### EXERCISE INPUT ###

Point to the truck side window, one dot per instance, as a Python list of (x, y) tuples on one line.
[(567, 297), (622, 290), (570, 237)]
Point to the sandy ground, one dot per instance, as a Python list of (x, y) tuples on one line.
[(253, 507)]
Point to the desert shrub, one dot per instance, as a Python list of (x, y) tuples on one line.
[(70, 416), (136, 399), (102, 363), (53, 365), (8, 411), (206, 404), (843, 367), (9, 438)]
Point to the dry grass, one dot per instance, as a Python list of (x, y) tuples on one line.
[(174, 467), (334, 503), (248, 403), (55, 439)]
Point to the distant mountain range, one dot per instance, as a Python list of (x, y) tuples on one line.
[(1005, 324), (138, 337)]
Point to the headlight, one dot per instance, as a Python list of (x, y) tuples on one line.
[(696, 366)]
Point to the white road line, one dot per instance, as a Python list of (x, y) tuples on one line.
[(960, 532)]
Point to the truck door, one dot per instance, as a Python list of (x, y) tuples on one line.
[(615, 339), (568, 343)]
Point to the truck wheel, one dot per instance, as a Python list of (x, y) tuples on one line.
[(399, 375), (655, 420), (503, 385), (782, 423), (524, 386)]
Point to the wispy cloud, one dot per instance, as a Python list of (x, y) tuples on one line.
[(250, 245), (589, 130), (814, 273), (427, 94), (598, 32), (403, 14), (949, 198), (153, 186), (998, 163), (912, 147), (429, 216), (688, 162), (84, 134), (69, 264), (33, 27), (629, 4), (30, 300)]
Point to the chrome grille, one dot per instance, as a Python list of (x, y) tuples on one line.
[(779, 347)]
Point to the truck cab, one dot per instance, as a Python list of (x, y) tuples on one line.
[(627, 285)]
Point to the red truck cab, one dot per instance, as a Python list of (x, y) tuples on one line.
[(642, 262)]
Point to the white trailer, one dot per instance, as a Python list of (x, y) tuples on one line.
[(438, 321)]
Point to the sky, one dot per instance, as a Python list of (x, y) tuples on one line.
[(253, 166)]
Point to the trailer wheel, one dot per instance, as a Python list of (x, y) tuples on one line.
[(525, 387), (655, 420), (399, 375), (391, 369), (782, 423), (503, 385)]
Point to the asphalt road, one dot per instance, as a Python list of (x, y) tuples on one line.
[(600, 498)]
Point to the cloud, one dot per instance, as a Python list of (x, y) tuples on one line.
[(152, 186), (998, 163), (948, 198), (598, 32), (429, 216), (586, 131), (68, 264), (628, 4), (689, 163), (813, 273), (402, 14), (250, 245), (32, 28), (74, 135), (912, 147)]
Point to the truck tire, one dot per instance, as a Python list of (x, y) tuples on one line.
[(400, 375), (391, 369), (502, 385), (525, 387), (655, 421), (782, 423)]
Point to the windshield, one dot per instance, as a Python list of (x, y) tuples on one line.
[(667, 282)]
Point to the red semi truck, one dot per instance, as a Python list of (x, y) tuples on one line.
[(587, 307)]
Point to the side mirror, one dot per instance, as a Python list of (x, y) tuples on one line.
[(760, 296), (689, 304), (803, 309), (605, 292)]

###

YOUR INSTRUCTIONS: Your task is to reproduce, exactly and exclusively, the lines from the one holding "Point to the wispy" through the final line of the listing.

EXERCISE ANSWER:
Point to the wispy cloud, one dot per instance, as a Python list of (x, y) tuples on one line.
[(250, 245), (589, 130), (814, 273), (427, 94), (598, 32), (403, 14), (949, 198), (153, 186), (998, 163), (912, 147), (429, 216), (688, 162), (84, 134), (69, 264), (33, 27), (629, 4), (30, 300)]
Point to the chrome grille, one dot per instance, as a Python list of (x, y) tuples on one line.
[(779, 347)]
Point to the truck cab, one dot per instance, as a Python list of (x, y) tuples on one line.
[(627, 285)]
Point to the red truck cab, one dot per instance, as a Python list of (x, y) tuples on one line.
[(642, 262)]
Point to the white trailer, one dot per instance, as a Python list of (x, y) tuples on one line.
[(438, 321)]
Point to the sky, one dot per instance, as a Python list of (x, y) tuples on one line.
[(253, 166)]
Point to the trailer wheel, one dot per instance, as a Python list of (x, y) tuples on one line.
[(525, 387), (655, 420), (399, 375), (391, 369), (782, 423), (503, 385)]
Point to the asphalt road, one dot per instance, as a Python list of (x, y) tuples on one line.
[(600, 498)]
Point to the cloud, one dot per instance, as a Python list of (x, y) tuples on one line.
[(152, 186), (998, 163), (948, 198), (598, 32), (429, 216), (586, 131), (68, 264), (628, 4), (689, 163), (813, 273), (402, 14), (250, 245), (32, 28), (74, 135), (912, 147)]
Point to the truck tire, one dot per instance, as a Python list of (x, y) tuples on one line.
[(400, 375), (391, 369), (502, 385), (525, 387), (655, 421), (782, 423)]
Point to the windshield, one dot per instance, as a Python list of (x, y) tuples on one line.
[(667, 282)]
Point to the red semi truck, one dot per instance, as a Python list of (x, y) tuples on one line.
[(587, 307)]
Point to the side mirror, one dot per instance, as a Python list of (x, y) tuples on one line.
[(760, 296), (689, 304), (803, 309), (605, 292)]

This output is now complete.